* [Records from a dataset]
---+---

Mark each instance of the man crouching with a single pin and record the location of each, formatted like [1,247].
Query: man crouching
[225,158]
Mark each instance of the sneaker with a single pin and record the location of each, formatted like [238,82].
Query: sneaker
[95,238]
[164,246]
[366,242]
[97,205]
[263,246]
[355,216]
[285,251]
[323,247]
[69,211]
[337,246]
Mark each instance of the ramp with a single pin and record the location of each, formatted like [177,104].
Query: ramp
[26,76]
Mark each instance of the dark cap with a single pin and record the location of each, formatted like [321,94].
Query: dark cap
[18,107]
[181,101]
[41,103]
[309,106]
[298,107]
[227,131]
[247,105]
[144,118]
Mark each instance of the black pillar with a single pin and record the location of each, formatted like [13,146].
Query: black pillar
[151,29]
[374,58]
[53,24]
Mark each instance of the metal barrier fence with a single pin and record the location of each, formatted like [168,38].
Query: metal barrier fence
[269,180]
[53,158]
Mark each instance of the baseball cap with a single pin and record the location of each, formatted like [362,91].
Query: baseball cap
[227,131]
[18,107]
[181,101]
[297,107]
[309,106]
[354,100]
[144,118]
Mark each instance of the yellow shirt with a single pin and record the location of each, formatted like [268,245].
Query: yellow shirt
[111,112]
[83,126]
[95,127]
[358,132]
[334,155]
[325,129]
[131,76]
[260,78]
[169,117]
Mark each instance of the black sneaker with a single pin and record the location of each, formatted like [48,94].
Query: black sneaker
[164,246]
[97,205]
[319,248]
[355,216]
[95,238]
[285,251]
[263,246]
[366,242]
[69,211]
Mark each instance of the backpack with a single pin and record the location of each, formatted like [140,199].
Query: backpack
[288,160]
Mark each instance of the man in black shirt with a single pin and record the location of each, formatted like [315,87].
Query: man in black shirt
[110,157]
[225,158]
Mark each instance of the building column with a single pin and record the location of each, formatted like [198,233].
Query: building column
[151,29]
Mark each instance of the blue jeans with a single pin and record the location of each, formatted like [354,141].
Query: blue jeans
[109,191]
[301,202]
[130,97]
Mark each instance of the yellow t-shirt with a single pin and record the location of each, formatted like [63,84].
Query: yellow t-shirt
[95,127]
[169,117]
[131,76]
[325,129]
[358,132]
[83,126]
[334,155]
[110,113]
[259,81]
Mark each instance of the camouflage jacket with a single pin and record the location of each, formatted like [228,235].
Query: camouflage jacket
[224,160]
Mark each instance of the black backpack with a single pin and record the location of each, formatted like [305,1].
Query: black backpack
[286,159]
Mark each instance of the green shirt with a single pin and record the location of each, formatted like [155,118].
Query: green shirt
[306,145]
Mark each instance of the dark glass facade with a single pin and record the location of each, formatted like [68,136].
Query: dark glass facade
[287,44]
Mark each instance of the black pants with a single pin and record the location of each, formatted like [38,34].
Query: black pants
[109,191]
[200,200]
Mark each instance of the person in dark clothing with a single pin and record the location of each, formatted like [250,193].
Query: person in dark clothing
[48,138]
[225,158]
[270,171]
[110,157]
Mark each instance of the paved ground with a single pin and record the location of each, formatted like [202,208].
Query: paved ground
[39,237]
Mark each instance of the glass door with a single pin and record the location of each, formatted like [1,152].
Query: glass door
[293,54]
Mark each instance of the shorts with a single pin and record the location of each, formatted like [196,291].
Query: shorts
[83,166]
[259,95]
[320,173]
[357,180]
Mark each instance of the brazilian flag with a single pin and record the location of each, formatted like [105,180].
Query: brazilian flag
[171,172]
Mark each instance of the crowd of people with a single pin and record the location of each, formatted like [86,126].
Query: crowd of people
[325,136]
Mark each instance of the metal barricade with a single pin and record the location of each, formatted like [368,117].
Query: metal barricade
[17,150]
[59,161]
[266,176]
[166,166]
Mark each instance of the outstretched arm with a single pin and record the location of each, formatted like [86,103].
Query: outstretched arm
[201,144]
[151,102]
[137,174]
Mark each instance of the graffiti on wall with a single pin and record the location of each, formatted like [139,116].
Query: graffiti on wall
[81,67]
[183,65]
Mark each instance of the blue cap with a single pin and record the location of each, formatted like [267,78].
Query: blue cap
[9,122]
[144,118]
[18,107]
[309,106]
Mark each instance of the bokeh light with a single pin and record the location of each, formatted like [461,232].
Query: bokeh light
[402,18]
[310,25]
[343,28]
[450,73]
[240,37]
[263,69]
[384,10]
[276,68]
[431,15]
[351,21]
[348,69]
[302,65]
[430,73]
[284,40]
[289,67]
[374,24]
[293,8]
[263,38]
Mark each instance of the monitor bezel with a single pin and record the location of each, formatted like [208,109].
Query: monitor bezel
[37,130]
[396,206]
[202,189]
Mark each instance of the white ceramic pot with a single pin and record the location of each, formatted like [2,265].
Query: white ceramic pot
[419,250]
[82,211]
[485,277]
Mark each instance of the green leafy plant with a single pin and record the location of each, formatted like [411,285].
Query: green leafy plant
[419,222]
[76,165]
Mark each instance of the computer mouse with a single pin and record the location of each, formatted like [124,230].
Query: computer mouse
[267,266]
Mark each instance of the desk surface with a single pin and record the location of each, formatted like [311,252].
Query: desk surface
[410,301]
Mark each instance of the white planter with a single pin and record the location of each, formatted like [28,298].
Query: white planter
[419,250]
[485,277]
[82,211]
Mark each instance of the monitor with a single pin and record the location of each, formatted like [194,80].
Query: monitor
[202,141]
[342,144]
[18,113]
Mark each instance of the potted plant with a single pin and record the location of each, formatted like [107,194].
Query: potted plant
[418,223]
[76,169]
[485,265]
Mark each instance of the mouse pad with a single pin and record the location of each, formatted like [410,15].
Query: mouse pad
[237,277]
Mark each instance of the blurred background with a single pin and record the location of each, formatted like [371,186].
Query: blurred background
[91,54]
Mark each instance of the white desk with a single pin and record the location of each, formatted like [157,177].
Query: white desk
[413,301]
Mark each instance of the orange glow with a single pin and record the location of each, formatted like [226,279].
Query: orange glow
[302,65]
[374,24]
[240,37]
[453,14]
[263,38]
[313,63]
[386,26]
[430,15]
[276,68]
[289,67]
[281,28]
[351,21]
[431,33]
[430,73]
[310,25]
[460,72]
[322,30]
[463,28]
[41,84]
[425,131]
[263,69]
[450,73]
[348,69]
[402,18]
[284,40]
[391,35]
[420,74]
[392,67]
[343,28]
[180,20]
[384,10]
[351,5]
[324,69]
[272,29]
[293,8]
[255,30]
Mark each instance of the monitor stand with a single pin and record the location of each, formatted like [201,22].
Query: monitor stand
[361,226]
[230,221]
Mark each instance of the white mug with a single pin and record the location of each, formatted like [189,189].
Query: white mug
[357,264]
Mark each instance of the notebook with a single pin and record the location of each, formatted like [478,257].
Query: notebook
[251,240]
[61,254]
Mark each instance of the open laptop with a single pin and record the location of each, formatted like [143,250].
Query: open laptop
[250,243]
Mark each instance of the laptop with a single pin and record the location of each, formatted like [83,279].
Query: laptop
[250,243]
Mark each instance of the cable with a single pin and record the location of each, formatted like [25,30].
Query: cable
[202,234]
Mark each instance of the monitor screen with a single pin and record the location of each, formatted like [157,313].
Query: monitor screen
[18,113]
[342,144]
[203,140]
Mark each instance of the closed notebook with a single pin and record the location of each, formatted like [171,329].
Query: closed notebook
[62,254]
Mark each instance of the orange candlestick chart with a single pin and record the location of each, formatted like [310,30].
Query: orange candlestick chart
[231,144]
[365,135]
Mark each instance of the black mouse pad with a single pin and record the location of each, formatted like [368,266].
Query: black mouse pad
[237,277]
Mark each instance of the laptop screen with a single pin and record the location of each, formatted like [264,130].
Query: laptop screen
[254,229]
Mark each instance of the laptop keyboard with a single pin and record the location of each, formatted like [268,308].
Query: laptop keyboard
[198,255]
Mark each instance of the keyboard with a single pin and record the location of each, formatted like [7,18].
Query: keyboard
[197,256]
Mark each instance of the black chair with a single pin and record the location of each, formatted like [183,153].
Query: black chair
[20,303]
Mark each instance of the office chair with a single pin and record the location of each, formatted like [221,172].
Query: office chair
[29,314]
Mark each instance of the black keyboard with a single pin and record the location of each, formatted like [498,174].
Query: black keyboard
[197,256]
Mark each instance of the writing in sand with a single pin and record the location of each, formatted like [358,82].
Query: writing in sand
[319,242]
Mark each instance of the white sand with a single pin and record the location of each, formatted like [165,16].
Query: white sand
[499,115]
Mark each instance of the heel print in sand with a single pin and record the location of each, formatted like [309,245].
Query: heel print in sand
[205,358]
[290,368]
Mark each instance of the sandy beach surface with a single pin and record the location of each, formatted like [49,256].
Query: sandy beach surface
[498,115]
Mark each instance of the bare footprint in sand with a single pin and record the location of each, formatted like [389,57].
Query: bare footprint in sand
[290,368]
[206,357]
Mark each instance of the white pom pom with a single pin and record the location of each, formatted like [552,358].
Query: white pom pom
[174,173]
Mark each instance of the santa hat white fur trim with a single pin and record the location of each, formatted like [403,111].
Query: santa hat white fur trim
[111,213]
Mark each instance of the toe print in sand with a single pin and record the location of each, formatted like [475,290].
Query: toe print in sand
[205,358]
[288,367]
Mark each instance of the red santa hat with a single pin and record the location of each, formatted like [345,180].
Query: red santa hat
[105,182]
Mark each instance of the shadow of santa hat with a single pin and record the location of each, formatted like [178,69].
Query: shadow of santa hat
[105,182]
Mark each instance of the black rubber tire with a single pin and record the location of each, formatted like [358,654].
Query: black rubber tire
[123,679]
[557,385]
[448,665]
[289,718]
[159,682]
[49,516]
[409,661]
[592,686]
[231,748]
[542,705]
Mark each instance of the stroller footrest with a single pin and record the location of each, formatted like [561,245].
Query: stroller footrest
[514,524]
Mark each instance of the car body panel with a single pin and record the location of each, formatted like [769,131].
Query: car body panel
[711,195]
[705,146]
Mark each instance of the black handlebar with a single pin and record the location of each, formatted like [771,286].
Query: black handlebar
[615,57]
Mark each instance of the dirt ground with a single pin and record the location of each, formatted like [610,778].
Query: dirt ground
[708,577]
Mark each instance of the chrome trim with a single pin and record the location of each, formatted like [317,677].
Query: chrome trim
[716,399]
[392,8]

---+---

Give everything from the line containing "Mark each instance of the car" down to the end of the items as a JSON list of strings, one string per line, with blank lines left out.

[
  "Mark each instance of the car body panel with a single pin and record the location of each, formatted like [769,131].",
  "Query: car body panel",
  "[711,195]",
  "[705,146]",
  "Mark each instance of the black handlebar with a single pin and record the location of each, formatted like [771,286].",
  "Query: black handlebar",
  "[615,57]",
  "Mark each instance of the dirt ground with a single pin and record the location of each, formatted like [610,778].",
  "Query: dirt ground",
  "[708,577]",
  "Mark each instance of the chrome trim with a single pin and record the location of each, formatted like [317,677].",
  "Query: chrome trim",
  "[716,399]",
  "[392,8]"
]